**Exercise directions:**
Determine the count of lines containing "sign" in the entries below and return only that figure.

── Records to use

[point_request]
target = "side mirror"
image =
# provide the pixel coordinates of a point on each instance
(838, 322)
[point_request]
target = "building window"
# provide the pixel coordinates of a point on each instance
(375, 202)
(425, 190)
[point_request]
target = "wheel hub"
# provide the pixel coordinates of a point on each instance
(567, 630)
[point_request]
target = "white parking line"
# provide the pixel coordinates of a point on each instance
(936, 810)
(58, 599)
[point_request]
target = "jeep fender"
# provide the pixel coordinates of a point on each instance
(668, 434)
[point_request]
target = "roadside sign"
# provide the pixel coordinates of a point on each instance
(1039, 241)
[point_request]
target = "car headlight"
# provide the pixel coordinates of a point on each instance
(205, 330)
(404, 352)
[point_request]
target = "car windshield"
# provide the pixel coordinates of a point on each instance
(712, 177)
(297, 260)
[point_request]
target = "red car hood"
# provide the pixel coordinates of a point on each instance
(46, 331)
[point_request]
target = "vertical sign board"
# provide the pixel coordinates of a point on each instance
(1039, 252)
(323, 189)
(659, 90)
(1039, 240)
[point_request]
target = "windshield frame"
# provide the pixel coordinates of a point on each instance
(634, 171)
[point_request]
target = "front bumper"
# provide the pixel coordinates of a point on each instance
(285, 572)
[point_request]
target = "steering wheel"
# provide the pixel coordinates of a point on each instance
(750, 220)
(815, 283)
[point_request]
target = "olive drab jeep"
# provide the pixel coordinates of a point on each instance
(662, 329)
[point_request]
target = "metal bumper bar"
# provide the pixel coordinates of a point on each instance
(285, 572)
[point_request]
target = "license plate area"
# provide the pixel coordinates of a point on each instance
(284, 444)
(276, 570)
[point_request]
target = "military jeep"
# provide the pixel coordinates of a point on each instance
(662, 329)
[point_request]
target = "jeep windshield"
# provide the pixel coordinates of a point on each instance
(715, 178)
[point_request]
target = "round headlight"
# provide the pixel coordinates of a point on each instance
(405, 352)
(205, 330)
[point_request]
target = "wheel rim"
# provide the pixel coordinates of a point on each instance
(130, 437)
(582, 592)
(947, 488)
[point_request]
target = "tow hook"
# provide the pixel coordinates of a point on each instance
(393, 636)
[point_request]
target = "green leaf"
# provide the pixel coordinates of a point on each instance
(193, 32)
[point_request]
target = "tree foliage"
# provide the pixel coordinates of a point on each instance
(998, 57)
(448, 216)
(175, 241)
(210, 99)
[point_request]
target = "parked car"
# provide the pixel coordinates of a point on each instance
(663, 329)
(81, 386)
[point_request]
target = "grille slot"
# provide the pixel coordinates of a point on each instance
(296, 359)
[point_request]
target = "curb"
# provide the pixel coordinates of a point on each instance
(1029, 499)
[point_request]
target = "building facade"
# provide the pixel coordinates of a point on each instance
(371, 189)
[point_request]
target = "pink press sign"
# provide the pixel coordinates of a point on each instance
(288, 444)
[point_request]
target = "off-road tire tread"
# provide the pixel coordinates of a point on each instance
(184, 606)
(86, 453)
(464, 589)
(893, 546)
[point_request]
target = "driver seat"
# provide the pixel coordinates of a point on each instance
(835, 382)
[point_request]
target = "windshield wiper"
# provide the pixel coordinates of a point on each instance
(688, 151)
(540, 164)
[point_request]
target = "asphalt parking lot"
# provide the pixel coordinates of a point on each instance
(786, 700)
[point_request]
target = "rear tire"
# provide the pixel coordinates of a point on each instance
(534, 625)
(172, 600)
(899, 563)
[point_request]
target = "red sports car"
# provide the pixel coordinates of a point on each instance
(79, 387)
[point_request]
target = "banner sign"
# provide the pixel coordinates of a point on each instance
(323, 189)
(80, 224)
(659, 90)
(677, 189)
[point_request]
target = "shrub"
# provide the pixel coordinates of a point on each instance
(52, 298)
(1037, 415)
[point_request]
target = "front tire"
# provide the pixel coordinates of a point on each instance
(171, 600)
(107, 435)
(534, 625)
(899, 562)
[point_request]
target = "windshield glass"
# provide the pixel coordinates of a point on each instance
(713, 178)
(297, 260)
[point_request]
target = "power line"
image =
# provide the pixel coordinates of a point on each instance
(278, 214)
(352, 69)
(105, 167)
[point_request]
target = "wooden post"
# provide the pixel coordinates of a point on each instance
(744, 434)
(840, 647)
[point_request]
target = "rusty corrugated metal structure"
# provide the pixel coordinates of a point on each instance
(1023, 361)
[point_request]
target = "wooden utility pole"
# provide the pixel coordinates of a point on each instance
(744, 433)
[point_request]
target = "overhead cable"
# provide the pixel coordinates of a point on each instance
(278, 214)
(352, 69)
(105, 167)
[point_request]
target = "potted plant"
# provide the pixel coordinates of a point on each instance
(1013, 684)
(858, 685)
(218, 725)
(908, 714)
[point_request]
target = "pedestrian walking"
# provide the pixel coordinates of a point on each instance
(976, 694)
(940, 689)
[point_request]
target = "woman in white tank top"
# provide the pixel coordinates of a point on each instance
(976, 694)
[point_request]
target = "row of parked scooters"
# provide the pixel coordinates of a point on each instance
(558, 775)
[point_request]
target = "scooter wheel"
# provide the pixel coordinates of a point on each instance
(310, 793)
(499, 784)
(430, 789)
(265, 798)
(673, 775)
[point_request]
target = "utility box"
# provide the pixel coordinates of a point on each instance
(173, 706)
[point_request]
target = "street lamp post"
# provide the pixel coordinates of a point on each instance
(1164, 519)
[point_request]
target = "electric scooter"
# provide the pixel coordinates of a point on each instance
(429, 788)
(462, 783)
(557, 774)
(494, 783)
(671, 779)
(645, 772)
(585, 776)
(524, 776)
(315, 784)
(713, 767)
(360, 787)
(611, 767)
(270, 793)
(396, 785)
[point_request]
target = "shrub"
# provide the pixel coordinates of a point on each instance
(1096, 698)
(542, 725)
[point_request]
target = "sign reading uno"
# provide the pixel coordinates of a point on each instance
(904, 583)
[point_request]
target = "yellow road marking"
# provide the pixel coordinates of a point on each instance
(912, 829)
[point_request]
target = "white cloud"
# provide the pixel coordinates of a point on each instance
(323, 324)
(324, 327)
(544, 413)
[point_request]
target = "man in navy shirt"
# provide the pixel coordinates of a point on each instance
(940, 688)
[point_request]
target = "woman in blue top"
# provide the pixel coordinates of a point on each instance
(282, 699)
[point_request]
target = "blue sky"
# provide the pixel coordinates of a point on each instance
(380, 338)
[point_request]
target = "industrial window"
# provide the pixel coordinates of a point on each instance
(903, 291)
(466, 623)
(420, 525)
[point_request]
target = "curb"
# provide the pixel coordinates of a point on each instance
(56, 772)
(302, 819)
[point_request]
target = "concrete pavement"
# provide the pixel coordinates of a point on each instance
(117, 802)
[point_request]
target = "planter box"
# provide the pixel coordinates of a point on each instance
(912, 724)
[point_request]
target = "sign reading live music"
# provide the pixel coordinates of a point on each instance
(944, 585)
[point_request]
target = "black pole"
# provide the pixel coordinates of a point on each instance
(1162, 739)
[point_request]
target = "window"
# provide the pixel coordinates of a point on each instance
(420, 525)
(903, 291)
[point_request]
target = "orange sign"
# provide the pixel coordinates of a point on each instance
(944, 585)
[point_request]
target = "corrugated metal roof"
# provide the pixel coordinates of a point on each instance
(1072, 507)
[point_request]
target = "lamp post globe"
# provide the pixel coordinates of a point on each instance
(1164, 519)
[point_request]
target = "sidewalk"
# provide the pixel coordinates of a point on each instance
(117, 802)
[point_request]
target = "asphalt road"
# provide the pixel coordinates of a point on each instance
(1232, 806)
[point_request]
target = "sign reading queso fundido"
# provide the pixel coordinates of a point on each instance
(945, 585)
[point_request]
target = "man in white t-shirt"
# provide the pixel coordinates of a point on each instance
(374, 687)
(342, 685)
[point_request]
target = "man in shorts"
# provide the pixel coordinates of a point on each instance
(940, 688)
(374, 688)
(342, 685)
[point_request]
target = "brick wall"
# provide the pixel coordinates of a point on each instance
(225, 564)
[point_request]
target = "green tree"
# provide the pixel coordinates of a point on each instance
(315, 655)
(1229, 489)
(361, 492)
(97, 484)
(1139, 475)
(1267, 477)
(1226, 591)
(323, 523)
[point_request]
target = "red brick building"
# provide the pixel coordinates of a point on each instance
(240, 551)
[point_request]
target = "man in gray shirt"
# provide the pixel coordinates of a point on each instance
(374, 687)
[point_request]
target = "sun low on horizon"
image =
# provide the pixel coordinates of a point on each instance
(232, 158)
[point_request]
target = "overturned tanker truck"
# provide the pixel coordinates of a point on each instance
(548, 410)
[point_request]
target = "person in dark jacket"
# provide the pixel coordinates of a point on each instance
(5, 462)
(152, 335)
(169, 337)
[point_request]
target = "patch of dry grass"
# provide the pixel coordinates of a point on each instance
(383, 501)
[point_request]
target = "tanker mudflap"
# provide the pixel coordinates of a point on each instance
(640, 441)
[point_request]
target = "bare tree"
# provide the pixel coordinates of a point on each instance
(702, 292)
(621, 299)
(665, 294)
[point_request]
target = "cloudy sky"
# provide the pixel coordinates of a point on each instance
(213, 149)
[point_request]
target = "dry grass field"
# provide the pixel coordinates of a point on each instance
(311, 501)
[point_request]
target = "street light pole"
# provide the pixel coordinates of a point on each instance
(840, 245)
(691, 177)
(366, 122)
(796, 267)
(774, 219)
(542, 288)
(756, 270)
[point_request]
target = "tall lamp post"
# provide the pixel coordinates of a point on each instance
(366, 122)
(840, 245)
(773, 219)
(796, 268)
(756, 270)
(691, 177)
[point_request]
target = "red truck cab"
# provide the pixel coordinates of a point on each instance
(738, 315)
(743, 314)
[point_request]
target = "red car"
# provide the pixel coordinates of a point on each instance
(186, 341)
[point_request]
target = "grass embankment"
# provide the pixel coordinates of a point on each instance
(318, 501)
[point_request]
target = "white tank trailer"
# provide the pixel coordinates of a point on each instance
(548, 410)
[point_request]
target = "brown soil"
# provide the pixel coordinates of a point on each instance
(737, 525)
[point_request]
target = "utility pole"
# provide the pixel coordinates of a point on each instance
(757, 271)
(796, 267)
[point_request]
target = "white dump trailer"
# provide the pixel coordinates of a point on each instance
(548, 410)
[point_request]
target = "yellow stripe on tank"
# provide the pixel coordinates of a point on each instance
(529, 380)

────

**Answer box:**
8